▶ _REQUIREMENT_
Retype all of the data below word for word, leaving out the pictures.
>> Begin
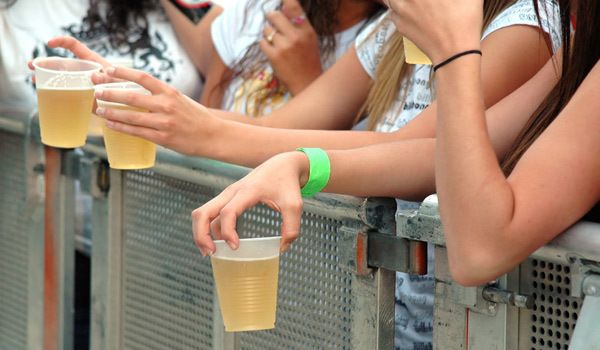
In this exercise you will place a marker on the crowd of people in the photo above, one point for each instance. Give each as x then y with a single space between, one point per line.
503 126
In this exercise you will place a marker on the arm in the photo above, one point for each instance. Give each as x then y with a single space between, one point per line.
195 38
492 222
331 102
403 169
503 71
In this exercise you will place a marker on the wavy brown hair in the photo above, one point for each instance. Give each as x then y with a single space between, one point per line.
577 61
322 15
392 72
121 17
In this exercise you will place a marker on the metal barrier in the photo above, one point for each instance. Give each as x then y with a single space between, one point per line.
536 306
21 235
153 290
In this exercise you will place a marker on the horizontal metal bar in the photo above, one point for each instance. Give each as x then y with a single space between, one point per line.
219 175
13 126
581 241
388 252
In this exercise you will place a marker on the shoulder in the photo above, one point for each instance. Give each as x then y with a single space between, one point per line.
544 14
371 43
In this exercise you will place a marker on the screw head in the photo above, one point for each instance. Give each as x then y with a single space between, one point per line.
591 290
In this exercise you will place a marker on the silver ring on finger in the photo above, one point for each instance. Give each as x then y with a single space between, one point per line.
269 38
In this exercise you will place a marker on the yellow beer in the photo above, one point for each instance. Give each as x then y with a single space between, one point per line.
413 54
247 291
64 115
126 151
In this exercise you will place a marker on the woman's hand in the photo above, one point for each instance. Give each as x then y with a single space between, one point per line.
173 120
77 48
441 28
276 183
292 46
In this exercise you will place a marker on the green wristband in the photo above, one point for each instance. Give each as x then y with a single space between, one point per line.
320 169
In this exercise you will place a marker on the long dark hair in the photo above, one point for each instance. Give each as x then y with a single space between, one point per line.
392 73
322 14
577 62
120 18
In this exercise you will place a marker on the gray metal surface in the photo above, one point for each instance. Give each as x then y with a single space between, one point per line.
550 324
167 298
167 293
14 243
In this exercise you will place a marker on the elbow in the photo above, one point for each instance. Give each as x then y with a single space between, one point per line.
472 269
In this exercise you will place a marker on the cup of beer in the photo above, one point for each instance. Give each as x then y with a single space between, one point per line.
126 151
414 55
65 99
246 280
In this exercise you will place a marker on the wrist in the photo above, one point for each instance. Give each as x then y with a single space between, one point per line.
450 49
301 166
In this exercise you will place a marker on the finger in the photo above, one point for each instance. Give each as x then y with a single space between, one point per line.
291 212
215 228
133 118
102 78
268 49
242 201
146 102
271 36
145 133
281 23
203 216
77 48
292 8
155 86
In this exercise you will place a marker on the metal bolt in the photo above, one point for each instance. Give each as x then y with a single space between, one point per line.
591 290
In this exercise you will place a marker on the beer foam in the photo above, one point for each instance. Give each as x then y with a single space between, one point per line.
68 81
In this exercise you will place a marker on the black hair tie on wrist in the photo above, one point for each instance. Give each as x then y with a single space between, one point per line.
460 54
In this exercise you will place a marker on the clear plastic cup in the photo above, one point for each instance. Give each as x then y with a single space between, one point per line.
413 54
65 99
246 281
97 123
126 151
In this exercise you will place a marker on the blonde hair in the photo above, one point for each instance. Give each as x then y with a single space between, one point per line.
392 73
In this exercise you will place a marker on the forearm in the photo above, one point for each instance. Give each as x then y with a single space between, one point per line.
251 145
235 116
476 202
402 169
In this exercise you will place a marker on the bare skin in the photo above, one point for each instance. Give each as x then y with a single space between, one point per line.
491 222
331 102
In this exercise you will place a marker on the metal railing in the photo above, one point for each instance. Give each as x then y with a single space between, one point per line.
151 289
548 302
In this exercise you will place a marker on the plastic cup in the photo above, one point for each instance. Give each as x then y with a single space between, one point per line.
65 99
97 123
126 151
413 54
246 281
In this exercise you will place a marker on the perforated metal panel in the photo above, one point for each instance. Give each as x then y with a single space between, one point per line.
168 287
551 322
13 243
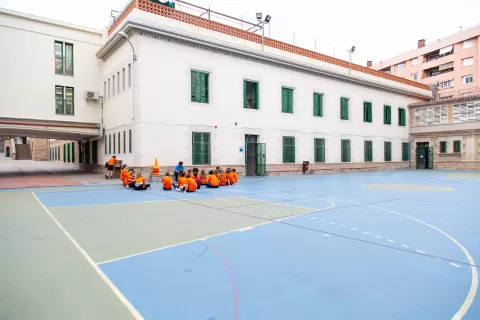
>> End
▶ _REPLY TO THE EXERCISE_
In this exercise you will place a marker on the crowd of people in the photo above, one point for each instance. Give each as x then y with a single space between, one point per line.
503 126
In this exercise you will place a marker on the arm in the photo above, one point for each instance. Give each as x then y with a single space between, one point per line.
195 38
492 222
331 102
403 169
503 71
In this exercise you will place a marker on the wavy brown hair in the photo above, one point for each instance. Give each as x then y with a single space between, one point per line.
577 61
322 15
392 72
121 17
In this exercise you will place a marker on the metal barrier in the photo above, one point for each instance. Give each as x then y with a single space between, one point per line.
536 306
21 235
153 290
In this exercise you will place a marker on the horizontal metal bar in the photo above, one point for each instance. Give each as x then y with a single space between, one point per line.
219 175
13 126
581 241
388 252
In this exercise you will place a marker on the shoulder in the photo above, one point for each instance. Give each as x then y with a single space between, one point per line.
544 14
371 43
In this exercise you will place a marker on the screw head in the photo above, one point for each instance. Give each as x then y with a single space between, one point per line.
591 290
In this exercise you will place a marker on the silver ring on finger in the photo above, one point for each instance. Give each as x then y with a single space between, one point per line.
269 38
In this exercise you will place a marker on the yellow beer in the photo above, one point for each instance. Give each as x then y with a single space between, one point per line.
413 54
247 291
64 115
126 151
In this exercise you will place a marker on the woman's hand in the photo above, one point for each instance. Give each as x then y with a single space between, one point per line.
173 120
77 48
441 28
276 183
292 46
In this exercise you will place a marker on the green wristband in the photo above, one point for each instance. Give each as x then y with a single space between, one point per line.
320 169
In this exercise you will place a marker on the long dark hair in the photo above, one point for each instance. Give each as x then y with a single space between, one point per line.
392 73
322 14
577 62
120 18
In this exercise you will place a marker on the gray metal surface in the photo above, one point for each instance. Give each as x then y with a single space between, one point per line.
550 324
167 298
167 293
14 243
In this exercise you will place a marker on the elbow in the photo above, one point for each instance. Give each as x then y with a single space between, one point per line.
472 269
In this exercise you will place a marker on the cup of beer in the photo above, one point for each instance. Give each as x then y with a single space between, one point per line.
126 151
414 55
65 99
246 280
In this exercise you will place a marker on the wrist in the photo above, one point for each instance. Give each as x then y with a single space between, one point per line.
450 49
301 166
In this exercise you will place a marker on the finger in the photo above, one point for each instance. Give each as x then y with a single space between, one point per line.
291 212
215 228
133 118
102 78
268 49
242 201
146 102
271 36
145 133
281 23
203 216
77 48
292 8
155 86
In this exercise you will place a marker on the metal bolt in the photo above, one point for each instance. Give each as x then y with a single space between, one point per line.
591 290
In this exercise you will place a marker on the beer foam in the photo above, one point for each instance. Give each as x then y with a single space between, one point per line.
68 81
In this exercise you will place a marker on the black hair tie on wrist in the photo above, one point for each instance. Give each as x then y with a single space between, one point per line.
460 54
In this exercise you will place a marker on the clear plastic cup in the photo above, one point for each instance. Give each as x then y with a single space between, one point per line.
413 54
65 99
246 281
97 123
126 151
In this exercise you will place a marker on the blonde hair in the photo above, one point for each instance. Give each as x then y with a single space between, one point per line.
392 73
In this exercise you will place a marker on the forearm in the photo above, one point for each instance. Give each as x then y with a single space between, one point per line.
251 145
235 116
476 202
402 169
In this exercise you will place a marker on the bare skin in the photo above, one point for each instance. Give each as x then y with a single space between, one point per line.
491 222
331 102
In this exercise you will place a marker on the metal railing in the photo above, one point for each instance. Give each as x then y with a single space between, one point per line.
151 289
548 302
In this exercise you will place a marker on the plastic cup in the photo above, one point for each instance. Give each as x then y with a single space between, one point per line.
65 99
97 123
126 151
413 54
246 281
In this exercise you will place a marker on the perforated metal panel in the photo above, one point for each instance. Give each as x then y with a single space between, one point per line.
168 287
551 322
13 243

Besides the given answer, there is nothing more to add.